Which of the lines below contain the string "measured"? Pull each one out of the data.

• Saved entries
Content starts
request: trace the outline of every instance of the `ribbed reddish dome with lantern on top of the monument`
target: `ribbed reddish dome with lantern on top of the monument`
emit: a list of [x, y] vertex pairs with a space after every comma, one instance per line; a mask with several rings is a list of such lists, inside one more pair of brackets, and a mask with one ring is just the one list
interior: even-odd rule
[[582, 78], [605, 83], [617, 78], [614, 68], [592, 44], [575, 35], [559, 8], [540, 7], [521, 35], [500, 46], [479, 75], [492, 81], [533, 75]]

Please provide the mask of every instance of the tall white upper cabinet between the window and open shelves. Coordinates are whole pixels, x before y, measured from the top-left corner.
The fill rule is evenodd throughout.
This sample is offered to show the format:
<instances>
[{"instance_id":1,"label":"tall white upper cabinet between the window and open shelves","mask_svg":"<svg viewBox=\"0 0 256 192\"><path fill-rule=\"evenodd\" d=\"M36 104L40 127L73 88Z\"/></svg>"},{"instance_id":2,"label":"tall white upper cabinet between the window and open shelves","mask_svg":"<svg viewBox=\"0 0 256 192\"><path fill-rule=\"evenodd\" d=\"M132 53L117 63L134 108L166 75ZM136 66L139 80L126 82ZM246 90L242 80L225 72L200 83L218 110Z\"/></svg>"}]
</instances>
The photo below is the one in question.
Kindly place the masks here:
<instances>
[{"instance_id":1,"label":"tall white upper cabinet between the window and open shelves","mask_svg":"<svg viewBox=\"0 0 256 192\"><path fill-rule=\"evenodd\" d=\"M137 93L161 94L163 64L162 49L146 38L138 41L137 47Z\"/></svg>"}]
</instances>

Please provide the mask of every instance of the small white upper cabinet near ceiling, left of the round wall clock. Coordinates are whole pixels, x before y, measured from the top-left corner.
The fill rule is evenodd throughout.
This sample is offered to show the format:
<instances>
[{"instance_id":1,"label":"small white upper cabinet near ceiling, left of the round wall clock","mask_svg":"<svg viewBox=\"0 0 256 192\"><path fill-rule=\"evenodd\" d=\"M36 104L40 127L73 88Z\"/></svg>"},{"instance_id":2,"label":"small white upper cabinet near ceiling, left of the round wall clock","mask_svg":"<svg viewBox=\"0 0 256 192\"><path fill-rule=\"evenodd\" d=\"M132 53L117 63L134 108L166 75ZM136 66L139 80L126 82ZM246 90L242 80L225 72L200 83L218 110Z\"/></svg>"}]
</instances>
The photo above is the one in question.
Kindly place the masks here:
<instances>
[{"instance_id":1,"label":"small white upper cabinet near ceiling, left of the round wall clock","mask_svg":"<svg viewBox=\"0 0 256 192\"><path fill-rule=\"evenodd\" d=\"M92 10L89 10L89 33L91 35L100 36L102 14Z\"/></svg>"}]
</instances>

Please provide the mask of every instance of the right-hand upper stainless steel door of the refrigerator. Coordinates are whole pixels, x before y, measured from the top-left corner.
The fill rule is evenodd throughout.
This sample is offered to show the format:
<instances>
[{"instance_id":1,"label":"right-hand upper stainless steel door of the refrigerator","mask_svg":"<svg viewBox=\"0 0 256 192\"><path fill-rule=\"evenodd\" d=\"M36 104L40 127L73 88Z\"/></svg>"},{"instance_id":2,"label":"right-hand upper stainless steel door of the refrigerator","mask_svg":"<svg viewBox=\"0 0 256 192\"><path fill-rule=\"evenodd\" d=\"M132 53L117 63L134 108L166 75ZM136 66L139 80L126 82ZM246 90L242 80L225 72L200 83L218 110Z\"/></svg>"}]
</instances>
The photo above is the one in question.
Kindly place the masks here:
Content ends
• Output for this task
Please provide the mask of every instance of the tall white upper cabinet between the window and open shelves. Coordinates are whole pixels, x before y, measured from the top-left corner.
Please provide the mask of every instance of the small white upper cabinet near ceiling, left of the round wall clock. Coordinates are whole pixels, x before y, measured from the top-left corner.
Please provide the mask of every instance of the right-hand upper stainless steel door of the refrigerator. Coordinates are whole pixels, x before y, measured from the top-left corner.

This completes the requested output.